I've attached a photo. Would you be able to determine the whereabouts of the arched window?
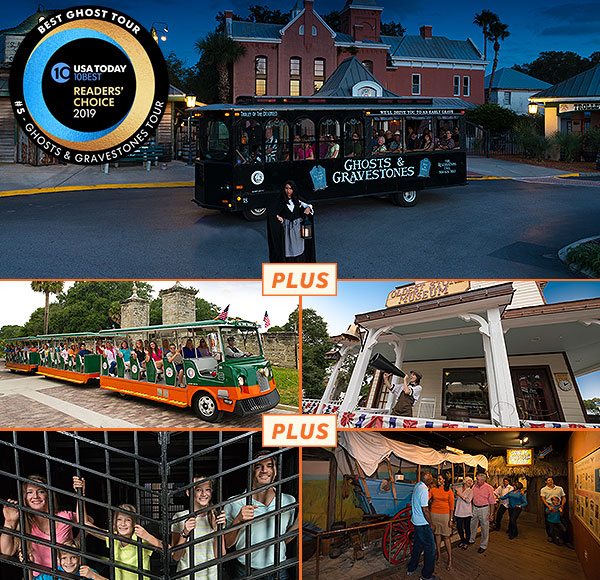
[254,56,267,97]
[293,118,316,161]
[290,56,302,97]
[344,119,365,157]
[265,119,290,163]
[313,58,325,92]
[319,119,340,159]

_WRITTEN REQUEST_.
Render the listing above as a JSON list of strings, one string per line with blank lines omitted, and leave the pictures out.

_REPLY_.
[
  "I've attached a photo. Would you be able to determine the whereabouts of the arched window?",
  "[254,56,267,97]",
  "[293,118,316,161]",
  "[290,56,302,97]",
  "[344,119,365,157]",
  "[265,119,290,163]",
  "[313,58,325,92]",
  "[319,119,340,159]"
]